Problem details = Repeat the stretch of entries below from the line with "action | put a dot on each instance of the wispy" through the line with "query | crowd of people". Include both ends and add nothing.

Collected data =

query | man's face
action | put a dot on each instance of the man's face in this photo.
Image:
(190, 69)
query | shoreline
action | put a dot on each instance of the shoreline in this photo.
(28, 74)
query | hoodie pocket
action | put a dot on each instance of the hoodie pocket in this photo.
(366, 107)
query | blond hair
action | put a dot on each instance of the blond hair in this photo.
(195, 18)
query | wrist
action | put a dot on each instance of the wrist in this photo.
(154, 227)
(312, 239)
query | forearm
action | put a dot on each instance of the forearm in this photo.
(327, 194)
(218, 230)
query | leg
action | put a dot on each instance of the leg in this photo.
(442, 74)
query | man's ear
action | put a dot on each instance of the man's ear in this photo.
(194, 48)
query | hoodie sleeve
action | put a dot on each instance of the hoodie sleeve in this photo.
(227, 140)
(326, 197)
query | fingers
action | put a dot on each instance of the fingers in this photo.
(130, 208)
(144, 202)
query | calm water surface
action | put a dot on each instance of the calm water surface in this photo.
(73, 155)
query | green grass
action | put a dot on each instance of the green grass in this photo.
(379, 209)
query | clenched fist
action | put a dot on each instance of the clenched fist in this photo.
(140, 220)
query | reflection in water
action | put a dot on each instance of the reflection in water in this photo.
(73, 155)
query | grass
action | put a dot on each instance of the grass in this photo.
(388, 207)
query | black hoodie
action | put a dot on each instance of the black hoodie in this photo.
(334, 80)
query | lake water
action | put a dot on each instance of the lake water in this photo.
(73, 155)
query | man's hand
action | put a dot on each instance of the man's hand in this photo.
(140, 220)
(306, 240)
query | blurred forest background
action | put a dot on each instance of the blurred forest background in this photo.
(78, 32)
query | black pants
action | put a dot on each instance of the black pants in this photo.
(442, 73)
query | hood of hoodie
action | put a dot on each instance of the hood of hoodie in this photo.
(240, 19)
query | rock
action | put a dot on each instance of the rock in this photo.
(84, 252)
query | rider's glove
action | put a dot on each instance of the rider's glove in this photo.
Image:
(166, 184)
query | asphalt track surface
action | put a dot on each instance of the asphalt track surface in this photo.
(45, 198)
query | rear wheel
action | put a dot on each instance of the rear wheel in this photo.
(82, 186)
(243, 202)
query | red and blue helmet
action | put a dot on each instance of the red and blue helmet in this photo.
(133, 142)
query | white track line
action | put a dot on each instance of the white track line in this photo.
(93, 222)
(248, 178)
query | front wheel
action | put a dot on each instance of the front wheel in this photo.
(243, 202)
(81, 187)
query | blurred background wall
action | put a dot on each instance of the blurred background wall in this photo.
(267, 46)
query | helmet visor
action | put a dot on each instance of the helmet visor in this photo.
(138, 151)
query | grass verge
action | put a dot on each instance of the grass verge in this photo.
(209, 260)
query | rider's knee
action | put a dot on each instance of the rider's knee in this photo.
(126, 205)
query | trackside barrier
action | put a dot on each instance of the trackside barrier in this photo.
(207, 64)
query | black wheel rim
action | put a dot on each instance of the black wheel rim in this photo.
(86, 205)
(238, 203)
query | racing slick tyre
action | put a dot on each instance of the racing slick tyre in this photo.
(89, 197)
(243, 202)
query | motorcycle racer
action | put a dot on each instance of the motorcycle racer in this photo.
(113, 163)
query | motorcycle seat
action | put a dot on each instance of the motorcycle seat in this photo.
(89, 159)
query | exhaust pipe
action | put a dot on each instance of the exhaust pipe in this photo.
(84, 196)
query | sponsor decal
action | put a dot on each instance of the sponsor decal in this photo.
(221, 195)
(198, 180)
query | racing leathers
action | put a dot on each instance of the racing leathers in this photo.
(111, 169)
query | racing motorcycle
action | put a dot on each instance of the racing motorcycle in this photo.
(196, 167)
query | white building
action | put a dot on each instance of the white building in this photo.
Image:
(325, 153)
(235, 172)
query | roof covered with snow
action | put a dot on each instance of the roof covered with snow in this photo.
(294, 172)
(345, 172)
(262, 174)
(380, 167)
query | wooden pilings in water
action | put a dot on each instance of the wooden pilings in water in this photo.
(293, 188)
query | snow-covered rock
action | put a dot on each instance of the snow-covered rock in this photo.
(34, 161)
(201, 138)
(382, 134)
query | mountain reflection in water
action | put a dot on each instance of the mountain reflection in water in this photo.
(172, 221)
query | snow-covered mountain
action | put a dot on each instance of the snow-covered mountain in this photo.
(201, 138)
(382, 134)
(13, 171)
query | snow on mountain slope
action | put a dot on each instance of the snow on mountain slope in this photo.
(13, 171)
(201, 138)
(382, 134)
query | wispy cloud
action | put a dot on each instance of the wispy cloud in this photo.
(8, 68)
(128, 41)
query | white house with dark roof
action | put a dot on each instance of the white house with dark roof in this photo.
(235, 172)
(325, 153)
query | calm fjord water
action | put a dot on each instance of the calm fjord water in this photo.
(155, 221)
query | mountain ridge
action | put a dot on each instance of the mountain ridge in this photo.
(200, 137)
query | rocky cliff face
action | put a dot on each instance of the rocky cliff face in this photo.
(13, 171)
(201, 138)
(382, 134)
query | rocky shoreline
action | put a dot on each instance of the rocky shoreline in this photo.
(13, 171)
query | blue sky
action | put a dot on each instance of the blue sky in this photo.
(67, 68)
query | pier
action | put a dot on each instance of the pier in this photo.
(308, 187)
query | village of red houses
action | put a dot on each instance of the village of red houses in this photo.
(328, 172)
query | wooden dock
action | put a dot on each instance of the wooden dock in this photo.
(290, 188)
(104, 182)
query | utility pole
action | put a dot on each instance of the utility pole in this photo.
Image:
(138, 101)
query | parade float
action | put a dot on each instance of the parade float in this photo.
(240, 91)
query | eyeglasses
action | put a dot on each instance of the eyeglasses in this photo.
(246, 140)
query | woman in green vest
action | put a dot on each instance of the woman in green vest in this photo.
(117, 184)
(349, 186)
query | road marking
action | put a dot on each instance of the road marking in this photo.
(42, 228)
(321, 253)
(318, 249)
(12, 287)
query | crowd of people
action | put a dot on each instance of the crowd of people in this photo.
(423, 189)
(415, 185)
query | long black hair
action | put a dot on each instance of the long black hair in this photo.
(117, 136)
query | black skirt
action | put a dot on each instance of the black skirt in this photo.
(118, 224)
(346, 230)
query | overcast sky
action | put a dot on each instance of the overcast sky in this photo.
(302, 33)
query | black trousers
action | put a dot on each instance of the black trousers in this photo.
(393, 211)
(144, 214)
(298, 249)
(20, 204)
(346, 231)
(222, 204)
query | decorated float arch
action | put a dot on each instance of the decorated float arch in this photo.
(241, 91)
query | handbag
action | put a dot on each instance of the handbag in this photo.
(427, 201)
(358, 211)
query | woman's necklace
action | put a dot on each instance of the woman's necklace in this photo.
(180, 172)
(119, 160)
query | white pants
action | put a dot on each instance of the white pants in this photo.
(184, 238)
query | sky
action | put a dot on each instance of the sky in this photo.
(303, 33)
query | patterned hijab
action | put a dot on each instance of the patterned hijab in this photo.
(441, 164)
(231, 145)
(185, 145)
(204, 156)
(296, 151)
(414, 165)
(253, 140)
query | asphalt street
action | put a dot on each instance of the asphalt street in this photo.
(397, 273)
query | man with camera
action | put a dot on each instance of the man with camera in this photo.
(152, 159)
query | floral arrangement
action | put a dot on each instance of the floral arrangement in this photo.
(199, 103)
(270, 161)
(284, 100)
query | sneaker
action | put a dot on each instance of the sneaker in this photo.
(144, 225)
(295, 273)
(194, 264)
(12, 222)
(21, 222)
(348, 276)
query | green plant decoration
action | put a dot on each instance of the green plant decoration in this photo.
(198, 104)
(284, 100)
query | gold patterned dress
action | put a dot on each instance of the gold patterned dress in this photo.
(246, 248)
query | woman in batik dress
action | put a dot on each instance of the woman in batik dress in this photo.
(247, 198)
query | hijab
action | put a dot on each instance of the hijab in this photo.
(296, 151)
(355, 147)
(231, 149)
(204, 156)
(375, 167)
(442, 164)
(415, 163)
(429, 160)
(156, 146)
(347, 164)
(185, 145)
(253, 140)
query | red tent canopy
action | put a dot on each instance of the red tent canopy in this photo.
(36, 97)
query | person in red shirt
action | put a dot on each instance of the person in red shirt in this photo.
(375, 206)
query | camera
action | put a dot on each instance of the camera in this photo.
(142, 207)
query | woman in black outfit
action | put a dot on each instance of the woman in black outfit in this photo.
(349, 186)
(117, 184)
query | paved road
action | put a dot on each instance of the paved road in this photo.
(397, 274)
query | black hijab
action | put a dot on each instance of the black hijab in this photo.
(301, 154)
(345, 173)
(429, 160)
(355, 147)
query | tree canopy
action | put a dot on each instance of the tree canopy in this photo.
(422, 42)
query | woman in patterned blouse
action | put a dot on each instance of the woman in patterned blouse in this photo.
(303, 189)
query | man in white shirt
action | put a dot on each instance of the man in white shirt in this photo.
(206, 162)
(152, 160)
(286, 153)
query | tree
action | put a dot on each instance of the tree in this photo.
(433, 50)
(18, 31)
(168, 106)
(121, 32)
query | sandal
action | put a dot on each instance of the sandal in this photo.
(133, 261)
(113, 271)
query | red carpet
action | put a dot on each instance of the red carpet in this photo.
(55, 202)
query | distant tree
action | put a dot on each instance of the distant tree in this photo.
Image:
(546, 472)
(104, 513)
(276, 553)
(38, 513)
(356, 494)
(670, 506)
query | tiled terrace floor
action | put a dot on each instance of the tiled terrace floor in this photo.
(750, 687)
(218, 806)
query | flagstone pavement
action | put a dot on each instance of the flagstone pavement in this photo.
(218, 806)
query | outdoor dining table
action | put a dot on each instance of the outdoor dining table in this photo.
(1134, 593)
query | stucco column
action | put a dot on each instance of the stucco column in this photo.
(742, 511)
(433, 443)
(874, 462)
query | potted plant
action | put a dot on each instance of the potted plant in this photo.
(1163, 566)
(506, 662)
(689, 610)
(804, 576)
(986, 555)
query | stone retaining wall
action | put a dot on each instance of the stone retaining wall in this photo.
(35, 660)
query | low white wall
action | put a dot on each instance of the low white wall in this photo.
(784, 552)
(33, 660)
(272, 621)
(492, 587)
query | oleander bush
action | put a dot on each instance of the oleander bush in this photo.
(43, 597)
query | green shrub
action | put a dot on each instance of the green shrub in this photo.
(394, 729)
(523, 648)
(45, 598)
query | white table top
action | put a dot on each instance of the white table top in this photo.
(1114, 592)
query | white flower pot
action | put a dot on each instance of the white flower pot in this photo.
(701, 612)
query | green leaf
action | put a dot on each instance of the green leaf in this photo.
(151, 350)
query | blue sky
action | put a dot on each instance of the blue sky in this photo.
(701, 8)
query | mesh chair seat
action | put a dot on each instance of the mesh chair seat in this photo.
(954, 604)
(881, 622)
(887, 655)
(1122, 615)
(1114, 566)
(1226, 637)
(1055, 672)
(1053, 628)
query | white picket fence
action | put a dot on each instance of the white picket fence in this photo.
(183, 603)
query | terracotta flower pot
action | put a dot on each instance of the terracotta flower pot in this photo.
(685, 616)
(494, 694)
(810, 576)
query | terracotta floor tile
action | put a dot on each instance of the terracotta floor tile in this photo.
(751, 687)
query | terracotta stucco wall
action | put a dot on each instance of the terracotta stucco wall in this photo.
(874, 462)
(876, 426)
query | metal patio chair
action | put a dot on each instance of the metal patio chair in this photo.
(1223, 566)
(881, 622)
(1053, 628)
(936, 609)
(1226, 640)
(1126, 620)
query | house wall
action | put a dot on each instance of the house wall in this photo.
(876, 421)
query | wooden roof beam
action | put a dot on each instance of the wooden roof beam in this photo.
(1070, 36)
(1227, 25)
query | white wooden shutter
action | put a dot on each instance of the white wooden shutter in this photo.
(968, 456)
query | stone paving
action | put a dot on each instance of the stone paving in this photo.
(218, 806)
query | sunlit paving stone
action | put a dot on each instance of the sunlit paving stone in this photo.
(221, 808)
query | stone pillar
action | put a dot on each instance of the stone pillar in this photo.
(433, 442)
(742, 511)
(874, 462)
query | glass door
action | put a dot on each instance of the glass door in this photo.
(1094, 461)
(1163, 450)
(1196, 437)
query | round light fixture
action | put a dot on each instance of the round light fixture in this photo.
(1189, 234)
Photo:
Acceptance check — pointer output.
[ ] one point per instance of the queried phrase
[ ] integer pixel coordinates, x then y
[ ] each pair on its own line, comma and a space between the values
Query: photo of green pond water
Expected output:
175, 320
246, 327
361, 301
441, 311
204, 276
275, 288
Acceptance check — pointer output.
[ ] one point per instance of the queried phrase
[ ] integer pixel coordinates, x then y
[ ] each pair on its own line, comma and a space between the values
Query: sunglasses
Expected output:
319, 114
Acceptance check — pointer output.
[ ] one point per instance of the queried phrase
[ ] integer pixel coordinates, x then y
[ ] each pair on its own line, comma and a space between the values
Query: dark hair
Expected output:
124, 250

Answer to this task =
action | put a dot on each instance of the wispy cloud in this photo.
(8, 68)
(128, 41)
query | white house with dark roof
action | put a dot on each instance of the white house with dark roof in this photo.
(235, 172)
(325, 153)
query | calm fjord water
action | put a dot on each instance of the calm fjord water in this photo.
(155, 221)
query | mountain ridge
action | put a dot on each instance of the mountain ridge in this photo.
(200, 137)
query | rocky cliff face
action | put a dot on each instance of the rocky cliff face in this photo.
(13, 171)
(201, 138)
(382, 134)
query | rocky shoreline
action | put a dot on each instance of the rocky shoreline in this photo.
(13, 171)
query | blue sky
action | put a dot on each instance of the blue sky in this photo.
(67, 68)
query | pier
action | put a dot on each instance of the pier in this photo.
(308, 187)
query | village of red houses
action | put a dot on each instance of the village of red houses in this photo.
(328, 172)
query | wooden dock
action | put a dot on each instance of the wooden dock in this photo.
(290, 188)
(104, 182)
query | utility pole
action | put a dot on each instance of the utility pole in this photo.
Image:
(138, 101)
query | parade float
action | put a dot on each instance of the parade float in this photo.
(240, 91)
query | eyeglasses
action | put a dot on each instance of the eyeglasses in this photo.
(246, 140)
query | woman in green vest
action | put a dot on each instance of the woman in green vest in this photo.
(117, 184)
(349, 186)
query | road marking
action | put a dot on each instance of the road marking in this photo.
(42, 228)
(321, 253)
(318, 249)
(12, 287)
query | crowd of people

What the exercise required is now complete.